* **Given request A**
In the passage on .NET AOT compilation, what does the JIT compiler know that the AOT compiler can't assume?
* **Given request B**
Please continue the passage on .NET AOT compilation from its last sentence.

* **Quoted text**
---

Trimming is the fundamental reason why making .NET apps AOT-compatible is hard. The big effort in .NET 8 in supporting AOT is mostly about making the framework components statically analysable by the compiler. Given the design of ASP.NET Core, that's not an easy prospect at all!

Another limitation is that AOT generates assembly code for a specific platform such as Windows x64 or Linux arm64. The generated code can only run on the specified platform, unlike IL, which is generally cross-platform by design.

One point that's sometimes overlooked is that the JIT compiler knows more about the machine the code is running on (because it's running on it!) than the AOT compiler. That means that the JIT compiler can potentially generate more optimised code than the AOT compiler. For example, the JIT compiler knows which hardware intrinsics are available, whereas the AOT compiler can't make the same assumptions. That means that in some circumstances, the steady-state performance of a JIT app may outperform an AOT app.

That's all the theory, now it's time to take a look at the new template and see the impact of AOT!

Exploring the template

The .NET previews include a new template, dotnet new api, which creates a new minimal API application. The template lies somewhere between the .NET 7 webapi and empty templates. The template is a basic to-do list application with API endpoints for fetching auto-generated to-do models.

For our purposes, the really interesting point is the inclusion of an --aot option. You can generate the template using

dotnet new api --aot

The --aot option adds two things to the generated code:

  • It configures the .NET 6 JSON source generator and adds a JsonSerializerContext implementation.

---

* **Extracted material**
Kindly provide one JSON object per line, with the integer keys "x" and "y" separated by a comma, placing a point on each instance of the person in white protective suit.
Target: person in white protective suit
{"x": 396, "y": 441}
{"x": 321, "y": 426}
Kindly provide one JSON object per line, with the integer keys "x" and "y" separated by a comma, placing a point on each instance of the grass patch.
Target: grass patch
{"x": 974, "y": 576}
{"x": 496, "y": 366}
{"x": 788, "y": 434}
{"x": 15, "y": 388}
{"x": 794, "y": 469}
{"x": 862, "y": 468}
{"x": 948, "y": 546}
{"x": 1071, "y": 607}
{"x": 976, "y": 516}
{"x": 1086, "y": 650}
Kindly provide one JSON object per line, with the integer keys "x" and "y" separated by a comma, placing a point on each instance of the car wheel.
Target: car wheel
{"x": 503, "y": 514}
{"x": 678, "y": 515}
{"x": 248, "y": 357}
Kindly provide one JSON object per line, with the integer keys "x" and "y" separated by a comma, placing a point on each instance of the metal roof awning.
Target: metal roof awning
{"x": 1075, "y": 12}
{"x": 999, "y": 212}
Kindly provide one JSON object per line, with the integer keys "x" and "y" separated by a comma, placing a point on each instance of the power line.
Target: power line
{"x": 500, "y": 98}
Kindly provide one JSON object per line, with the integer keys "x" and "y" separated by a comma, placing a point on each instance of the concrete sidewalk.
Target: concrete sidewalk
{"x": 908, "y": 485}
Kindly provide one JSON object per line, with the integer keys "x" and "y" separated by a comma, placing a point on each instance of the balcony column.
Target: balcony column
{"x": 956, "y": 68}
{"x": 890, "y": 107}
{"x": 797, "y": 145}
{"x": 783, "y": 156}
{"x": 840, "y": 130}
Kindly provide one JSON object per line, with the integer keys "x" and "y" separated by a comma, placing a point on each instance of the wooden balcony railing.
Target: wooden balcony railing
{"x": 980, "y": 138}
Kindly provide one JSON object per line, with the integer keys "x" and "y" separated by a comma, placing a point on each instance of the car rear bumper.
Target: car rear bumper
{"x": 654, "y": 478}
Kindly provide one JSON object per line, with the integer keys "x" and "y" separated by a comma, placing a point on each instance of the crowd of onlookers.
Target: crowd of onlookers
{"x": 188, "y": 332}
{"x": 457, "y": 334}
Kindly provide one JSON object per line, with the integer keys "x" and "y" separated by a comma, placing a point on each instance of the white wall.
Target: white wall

---

* **Task answer A**
It knows which hardware intrinsics are available on the machine the code is running on.

* **Task answer B**
  • It sets the MSBuild property to PublishAot=true in the .csproj file.

So that's enough intro, now let's take a look at the code! The Program.cs file is shown below, I've highlighted a few interesting points:

using System.Text.Json.Serialization;

// 👇 Note Slim builder - new in .NET 8
var builder = WebApplication.CreateSlimBuilder(args); 

// 👇 Only added with --aot, configures the JSON source generator
builder.Services.ConfigureHttpJsonOptions(options =>
{
    options.SerializerOptions.TypeInfoResolverChain.Insert(0, AppJsonSerializerContext.Default);
});

var app = builder.Build();

// 👇 Generates an array of `Todo` objects
var sampleTodos = TodoGenerator.GenerateTodos().ToArray();

// 👇 The actual API configuration
var todosApi = app.MapGroup("/todos");
todosApi.MapGet("/", () => sampleTodos);
todosApi.MapGet("/{id}", (int id) =>
    sampleTodos.FirstOrDefault(a => a.Id == id) is { } todo
        ? Results.Ok(todo)
        : Results.NotFound());

app.Run();

// 👇 The serialization context required for source generation
[JsonSerializable(typeof(Todo[]))]
internal partial class AppJsonSerializerContext : JsonSerializerContext
{

}

There's a couple of interesting points here:

  • It's using the new CreateSlimBuilder() method—more on that in a later post!
  • It configures the app to use the JSON source generator (required for AOT)
  • Uses a somewhat excessive (in my opinion) generator to create an array of Todo objects (not shown in this post)

I know that getting the templates right is always a difficult one, but the 30 lines of generator code (more than 30% of all the code in the template) seems a bit over the top when a static array would be just as useful in my opinion 😉 Especially as that's code that's going to be immediately deleted in non-demo scenarios.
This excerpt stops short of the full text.